Set of tasks:
1/ In the article on Bangladesh's 50th Victory Day, to whom did Pakistani troops surrender?
2/ Pick up the article on Bangladesh's 50th Victory Day where it stops and keep writing it.

Excerpt provided:
↓

Students light oil lamps on the eve of the 50th anniversary of Victory Day in Dhaka on Dec. 15. (Photo: AFP)

Festivities have gripped Bangladesh as the nation marks the golden jubilee of independence from Pakistan. Patriotic songs, red-green Bangladesh flags and patriotic cultural shows are on full display on Victory Day today.

On this day 50 years ago, millions of Bengali people shed tears of joy and relief when Bangladesh emerged as an independent nation as Pakistani troops accepted an unconditional surrender to the India-Bangladesh Joint Forces following a bloody nine-month civil war.

The cruel birth of Bangladesh, just 24 years after the British partition of India and Pakistan along religious lines in 1947, was a heartbreaking pointer to one of the worst historical and political blunders of the 20th century.

The war came after the military regime refused to hand over power to the Awami League party led by Bangladesh’s founding leader, Sheikh Mujibur Rahman, following the party’s landslide win in the 1970 general election.

↑

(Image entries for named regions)
↓

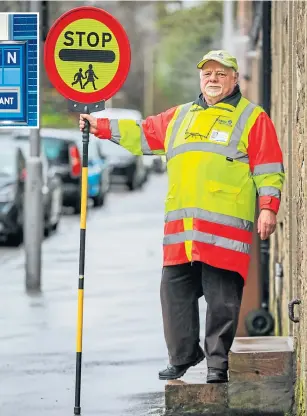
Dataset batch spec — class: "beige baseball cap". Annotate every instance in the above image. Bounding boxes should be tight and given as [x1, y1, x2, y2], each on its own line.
[197, 50, 238, 71]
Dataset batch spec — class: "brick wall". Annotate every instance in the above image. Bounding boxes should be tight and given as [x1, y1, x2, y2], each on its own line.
[270, 1, 307, 416]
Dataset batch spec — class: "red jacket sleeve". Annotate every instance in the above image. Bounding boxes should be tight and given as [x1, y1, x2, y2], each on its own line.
[95, 107, 177, 150]
[247, 112, 284, 213]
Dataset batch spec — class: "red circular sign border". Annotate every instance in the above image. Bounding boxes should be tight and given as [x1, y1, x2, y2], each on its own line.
[44, 6, 131, 104]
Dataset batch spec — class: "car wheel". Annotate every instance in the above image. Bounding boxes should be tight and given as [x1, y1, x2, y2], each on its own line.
[72, 198, 81, 214]
[51, 221, 59, 231]
[92, 184, 105, 208]
[6, 229, 23, 247]
[127, 174, 138, 191]
[245, 309, 274, 337]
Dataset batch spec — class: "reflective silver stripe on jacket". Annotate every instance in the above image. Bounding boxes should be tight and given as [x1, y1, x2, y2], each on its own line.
[253, 163, 285, 176]
[167, 103, 257, 163]
[166, 102, 193, 160]
[110, 120, 121, 144]
[165, 208, 254, 231]
[258, 186, 281, 199]
[163, 230, 251, 254]
[136, 120, 154, 155]
[171, 142, 249, 163]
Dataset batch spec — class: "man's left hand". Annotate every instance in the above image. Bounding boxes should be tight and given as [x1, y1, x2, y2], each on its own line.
[258, 209, 276, 240]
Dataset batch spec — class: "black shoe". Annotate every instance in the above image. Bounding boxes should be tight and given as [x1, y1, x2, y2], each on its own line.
[159, 348, 205, 380]
[207, 368, 228, 383]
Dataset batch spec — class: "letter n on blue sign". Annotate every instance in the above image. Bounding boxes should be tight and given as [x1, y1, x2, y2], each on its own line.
[3, 48, 20, 67]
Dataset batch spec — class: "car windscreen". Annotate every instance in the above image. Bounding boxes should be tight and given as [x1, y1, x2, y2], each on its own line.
[42, 137, 69, 164]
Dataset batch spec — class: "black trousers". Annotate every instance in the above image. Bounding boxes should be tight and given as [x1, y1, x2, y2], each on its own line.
[160, 262, 244, 370]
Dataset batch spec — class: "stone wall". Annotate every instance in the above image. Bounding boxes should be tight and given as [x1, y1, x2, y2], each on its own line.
[270, 0, 307, 416]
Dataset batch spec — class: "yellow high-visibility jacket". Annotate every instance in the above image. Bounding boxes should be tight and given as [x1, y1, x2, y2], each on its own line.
[96, 95, 285, 279]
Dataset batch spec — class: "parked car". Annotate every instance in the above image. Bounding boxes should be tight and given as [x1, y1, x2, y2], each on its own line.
[14, 128, 82, 213]
[93, 108, 150, 191]
[79, 135, 111, 207]
[0, 138, 62, 246]
[17, 140, 63, 236]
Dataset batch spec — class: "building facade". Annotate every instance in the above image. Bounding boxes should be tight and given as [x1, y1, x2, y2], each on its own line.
[237, 0, 307, 416]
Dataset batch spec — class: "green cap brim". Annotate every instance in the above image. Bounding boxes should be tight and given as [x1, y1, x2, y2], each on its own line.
[197, 58, 238, 71]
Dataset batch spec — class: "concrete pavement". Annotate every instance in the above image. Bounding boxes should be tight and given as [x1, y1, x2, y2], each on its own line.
[0, 176, 171, 416]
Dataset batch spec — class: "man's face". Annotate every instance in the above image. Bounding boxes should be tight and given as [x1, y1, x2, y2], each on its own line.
[200, 61, 238, 104]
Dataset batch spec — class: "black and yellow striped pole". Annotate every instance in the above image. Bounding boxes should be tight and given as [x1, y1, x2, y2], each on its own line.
[74, 106, 90, 415]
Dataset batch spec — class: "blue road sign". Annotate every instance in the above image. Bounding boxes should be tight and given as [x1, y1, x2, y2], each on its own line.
[0, 13, 39, 128]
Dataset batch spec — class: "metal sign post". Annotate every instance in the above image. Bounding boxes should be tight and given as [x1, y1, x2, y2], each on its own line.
[44, 7, 131, 415]
[69, 101, 105, 415]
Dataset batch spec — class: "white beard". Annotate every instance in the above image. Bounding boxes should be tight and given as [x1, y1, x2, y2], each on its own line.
[205, 87, 222, 97]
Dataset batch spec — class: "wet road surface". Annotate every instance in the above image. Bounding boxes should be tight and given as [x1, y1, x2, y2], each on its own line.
[0, 175, 207, 416]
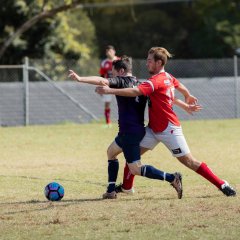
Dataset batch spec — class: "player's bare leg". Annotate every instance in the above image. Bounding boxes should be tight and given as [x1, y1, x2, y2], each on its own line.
[177, 153, 236, 196]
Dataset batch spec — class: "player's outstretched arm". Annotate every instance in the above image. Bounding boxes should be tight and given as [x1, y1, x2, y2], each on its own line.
[176, 83, 198, 104]
[173, 98, 202, 115]
[95, 86, 143, 97]
[68, 70, 109, 86]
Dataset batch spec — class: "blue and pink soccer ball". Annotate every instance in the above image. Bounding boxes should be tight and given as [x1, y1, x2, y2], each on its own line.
[44, 182, 64, 201]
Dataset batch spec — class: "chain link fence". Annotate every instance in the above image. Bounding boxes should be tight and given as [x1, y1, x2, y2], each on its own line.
[0, 56, 240, 126]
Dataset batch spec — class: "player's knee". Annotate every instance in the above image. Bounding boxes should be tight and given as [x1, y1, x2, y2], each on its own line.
[177, 153, 200, 171]
[128, 163, 141, 175]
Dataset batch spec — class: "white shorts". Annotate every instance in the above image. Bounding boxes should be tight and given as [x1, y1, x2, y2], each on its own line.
[140, 122, 190, 157]
[102, 94, 112, 102]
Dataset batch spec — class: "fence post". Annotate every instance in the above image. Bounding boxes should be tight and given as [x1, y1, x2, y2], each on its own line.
[23, 57, 29, 126]
[233, 55, 239, 118]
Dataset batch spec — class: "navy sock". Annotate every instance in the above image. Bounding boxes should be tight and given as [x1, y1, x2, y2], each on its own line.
[141, 165, 175, 182]
[107, 159, 119, 193]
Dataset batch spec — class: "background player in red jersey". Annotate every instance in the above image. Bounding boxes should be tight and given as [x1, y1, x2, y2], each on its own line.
[97, 47, 236, 196]
[69, 56, 182, 199]
[99, 45, 118, 126]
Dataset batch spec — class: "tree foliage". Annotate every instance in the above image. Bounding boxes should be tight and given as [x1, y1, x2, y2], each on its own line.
[0, 0, 240, 64]
[0, 0, 95, 63]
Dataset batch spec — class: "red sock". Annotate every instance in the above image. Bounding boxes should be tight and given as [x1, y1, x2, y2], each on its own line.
[122, 163, 135, 190]
[196, 162, 224, 188]
[104, 108, 111, 124]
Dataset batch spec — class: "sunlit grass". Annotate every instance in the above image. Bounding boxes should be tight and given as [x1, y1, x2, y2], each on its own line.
[0, 120, 240, 240]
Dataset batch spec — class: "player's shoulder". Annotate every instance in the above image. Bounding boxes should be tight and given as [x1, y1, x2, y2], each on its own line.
[101, 58, 110, 67]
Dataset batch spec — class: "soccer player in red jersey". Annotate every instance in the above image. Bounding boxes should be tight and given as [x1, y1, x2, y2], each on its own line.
[99, 45, 118, 126]
[96, 47, 236, 196]
[69, 56, 185, 199]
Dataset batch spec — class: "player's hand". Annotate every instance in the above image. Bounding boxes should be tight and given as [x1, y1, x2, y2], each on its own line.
[95, 85, 110, 95]
[186, 104, 203, 115]
[185, 95, 198, 105]
[68, 70, 80, 82]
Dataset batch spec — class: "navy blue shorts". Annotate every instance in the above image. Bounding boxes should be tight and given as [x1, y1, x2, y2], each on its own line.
[115, 132, 145, 163]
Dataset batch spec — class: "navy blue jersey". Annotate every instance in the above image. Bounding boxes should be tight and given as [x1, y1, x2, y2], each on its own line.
[108, 76, 146, 133]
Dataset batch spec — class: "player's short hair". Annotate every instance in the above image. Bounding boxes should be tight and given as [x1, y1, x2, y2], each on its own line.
[112, 55, 132, 73]
[148, 47, 172, 66]
[105, 45, 115, 50]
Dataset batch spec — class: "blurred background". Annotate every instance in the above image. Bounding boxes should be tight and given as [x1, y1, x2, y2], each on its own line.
[0, 0, 240, 126]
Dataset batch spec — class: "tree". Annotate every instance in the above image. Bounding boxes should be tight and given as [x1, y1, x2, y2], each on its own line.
[0, 0, 97, 62]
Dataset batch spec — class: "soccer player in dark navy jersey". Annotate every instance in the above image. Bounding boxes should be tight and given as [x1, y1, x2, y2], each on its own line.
[69, 56, 182, 199]
[97, 47, 237, 196]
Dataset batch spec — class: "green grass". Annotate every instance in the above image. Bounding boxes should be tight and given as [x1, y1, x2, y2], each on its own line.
[0, 119, 240, 240]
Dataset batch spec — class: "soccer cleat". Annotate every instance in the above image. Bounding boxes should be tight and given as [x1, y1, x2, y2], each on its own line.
[115, 183, 135, 194]
[103, 191, 117, 199]
[220, 181, 237, 197]
[171, 172, 183, 199]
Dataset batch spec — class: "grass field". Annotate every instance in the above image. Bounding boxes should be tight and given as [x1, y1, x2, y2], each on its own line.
[0, 119, 240, 240]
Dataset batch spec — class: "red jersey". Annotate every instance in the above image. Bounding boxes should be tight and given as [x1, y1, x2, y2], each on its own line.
[99, 58, 112, 78]
[138, 72, 180, 132]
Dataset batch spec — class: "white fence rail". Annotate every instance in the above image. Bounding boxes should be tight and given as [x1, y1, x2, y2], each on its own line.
[0, 56, 240, 126]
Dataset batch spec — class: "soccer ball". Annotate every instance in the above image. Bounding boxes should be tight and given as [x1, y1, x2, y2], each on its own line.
[44, 182, 64, 201]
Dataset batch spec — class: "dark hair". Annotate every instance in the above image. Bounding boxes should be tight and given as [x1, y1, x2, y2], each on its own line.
[106, 45, 115, 50]
[113, 55, 132, 73]
[148, 47, 172, 66]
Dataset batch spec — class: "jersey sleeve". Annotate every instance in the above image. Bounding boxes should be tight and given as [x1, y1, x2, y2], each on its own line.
[138, 80, 154, 96]
[99, 66, 106, 77]
[108, 77, 123, 88]
[173, 77, 180, 88]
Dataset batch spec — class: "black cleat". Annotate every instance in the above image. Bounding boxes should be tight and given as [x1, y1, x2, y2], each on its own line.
[220, 181, 237, 197]
[115, 183, 122, 193]
[103, 191, 117, 199]
[171, 172, 183, 199]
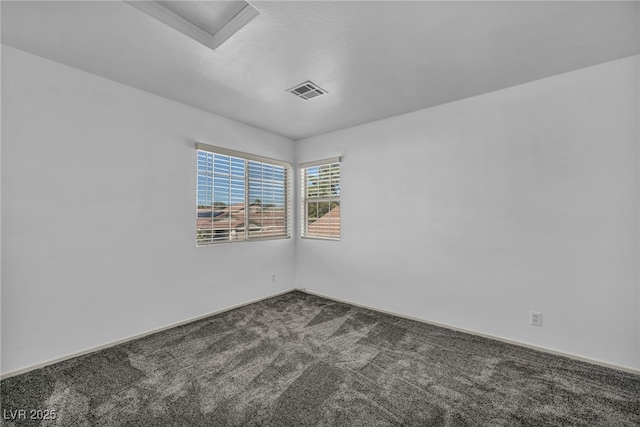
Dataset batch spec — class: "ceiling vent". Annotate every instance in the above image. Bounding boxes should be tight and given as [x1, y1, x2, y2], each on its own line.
[287, 80, 328, 101]
[127, 0, 260, 49]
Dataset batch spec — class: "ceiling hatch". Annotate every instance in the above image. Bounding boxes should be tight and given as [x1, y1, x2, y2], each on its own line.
[127, 0, 260, 49]
[287, 80, 328, 101]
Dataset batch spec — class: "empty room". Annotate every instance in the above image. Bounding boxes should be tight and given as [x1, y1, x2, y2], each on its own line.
[0, 0, 640, 427]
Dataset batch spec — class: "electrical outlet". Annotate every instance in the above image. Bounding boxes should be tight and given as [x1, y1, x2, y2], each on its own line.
[529, 311, 542, 326]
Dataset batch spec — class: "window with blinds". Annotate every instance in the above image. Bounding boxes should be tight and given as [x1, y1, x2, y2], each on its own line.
[300, 157, 340, 240]
[196, 143, 291, 246]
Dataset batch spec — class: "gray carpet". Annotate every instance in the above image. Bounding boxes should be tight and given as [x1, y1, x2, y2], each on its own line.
[1, 292, 640, 427]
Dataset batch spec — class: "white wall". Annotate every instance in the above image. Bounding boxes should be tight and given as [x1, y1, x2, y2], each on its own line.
[296, 56, 640, 369]
[2, 46, 295, 373]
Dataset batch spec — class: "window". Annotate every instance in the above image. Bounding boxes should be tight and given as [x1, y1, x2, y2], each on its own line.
[196, 143, 291, 246]
[300, 157, 340, 240]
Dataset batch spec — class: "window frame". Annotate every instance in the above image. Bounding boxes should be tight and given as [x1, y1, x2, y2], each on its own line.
[195, 142, 293, 247]
[298, 157, 342, 241]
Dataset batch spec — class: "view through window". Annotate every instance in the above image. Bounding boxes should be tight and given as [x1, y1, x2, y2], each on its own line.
[300, 158, 340, 240]
[196, 144, 291, 246]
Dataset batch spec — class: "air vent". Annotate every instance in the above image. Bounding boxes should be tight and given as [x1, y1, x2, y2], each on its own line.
[287, 80, 327, 101]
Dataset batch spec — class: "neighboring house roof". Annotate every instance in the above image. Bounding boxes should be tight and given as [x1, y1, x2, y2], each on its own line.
[307, 205, 340, 237]
[196, 204, 286, 233]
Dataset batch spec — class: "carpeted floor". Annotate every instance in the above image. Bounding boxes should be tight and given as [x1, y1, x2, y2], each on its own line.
[1, 292, 640, 427]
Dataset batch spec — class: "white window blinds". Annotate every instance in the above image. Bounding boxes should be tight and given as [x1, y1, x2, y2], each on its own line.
[300, 157, 340, 240]
[196, 144, 291, 246]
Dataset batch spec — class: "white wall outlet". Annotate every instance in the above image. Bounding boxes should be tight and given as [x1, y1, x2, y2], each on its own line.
[529, 311, 542, 326]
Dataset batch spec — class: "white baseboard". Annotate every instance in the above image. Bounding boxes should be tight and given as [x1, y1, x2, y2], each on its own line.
[295, 288, 640, 375]
[0, 288, 640, 379]
[0, 289, 297, 380]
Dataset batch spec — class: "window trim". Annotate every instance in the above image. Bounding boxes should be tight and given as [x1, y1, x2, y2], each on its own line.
[298, 156, 342, 241]
[195, 142, 294, 248]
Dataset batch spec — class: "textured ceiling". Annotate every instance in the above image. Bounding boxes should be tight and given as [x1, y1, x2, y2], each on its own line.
[1, 1, 640, 139]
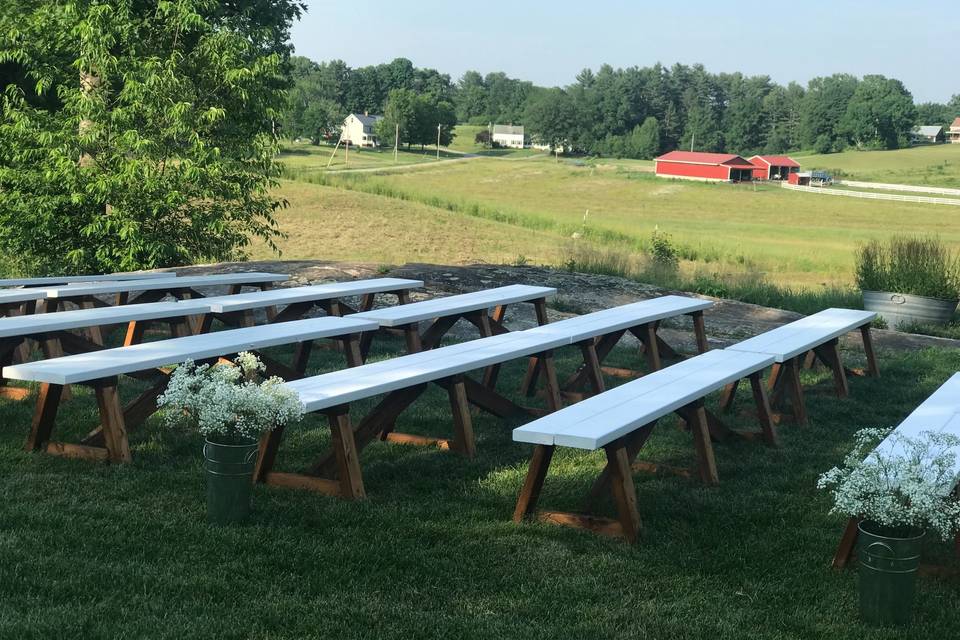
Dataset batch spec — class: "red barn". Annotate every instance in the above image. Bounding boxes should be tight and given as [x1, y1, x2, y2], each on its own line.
[750, 156, 800, 180]
[653, 151, 756, 182]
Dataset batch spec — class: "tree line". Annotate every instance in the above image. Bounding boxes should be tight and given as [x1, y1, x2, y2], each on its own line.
[284, 58, 960, 158]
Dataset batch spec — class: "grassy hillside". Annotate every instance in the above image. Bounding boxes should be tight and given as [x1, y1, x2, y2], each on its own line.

↑

Task-by-task outputs:
1/ They surrendered unconditionally to the India-Bangladesh Joint Forces.

2/
More wars were fought on the subcontinent before and after 1971, but it remains one of the defining chapters in the history of South Asia and continues to shape political and diplomatic discourse in the region.

This was also a proxy war overshadowed by the Cold War. Russia and India lent support to Bangladeshi independence, while the US and China backed the Pakistani regime.

Numerous villages and towns were razed to the ground amid a campaign of massacre, terror, looting and arson when the military brutalized its own people

The sad reality is that the combatants failed to bury the ghosts of the past and to learn good lessons. Propaganda, vilification and hatred dominate the written and oral history of the 1971 War of Independence stemming from narrow perspectives.

The Pakistani military and Islamist militias stand accused of a genocidal crackdown, codenamed Operation Searchlight, that left three million dead and as many as 300,000 women raped and forced into sex slavery. About 10 million people took shelter in India as refugees.

Independent researchers put the death toll at around 500,000. Even at this scale, it was still a genocide. Hundreds of mass graves across Bangladesh bear testimony to the slaughter.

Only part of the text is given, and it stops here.